## Raw records
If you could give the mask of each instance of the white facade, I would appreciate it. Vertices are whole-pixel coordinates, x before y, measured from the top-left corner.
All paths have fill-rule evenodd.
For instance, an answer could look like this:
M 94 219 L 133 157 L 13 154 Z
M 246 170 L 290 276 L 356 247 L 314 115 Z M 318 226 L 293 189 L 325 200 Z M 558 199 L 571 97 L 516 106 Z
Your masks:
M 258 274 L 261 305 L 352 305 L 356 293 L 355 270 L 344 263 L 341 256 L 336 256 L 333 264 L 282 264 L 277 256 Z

## Exercise description
Can you rewrite the rows above, swapping "white facade" for "stone archway" and keeping everything else the same?

## Answer to the exercise
If you could give the mask of each instance of the stone archway, I would appreciate it. Vertices are whole-pixel coordinates, x before y, measured from the top-left corner.
All paths have fill-rule evenodd.
For instance, an answer could look like this:
M 94 219 L 133 157 L 13 154 Z
M 246 170 L 290 276 L 356 247 L 314 115 Z M 318 226 L 293 189 L 325 200 Z M 558 199 L 571 97 L 516 106 Z
Your masks:
M 258 274 L 261 305 L 352 305 L 356 293 L 355 270 L 344 263 L 341 256 L 336 256 L 333 264 L 282 264 L 277 256 Z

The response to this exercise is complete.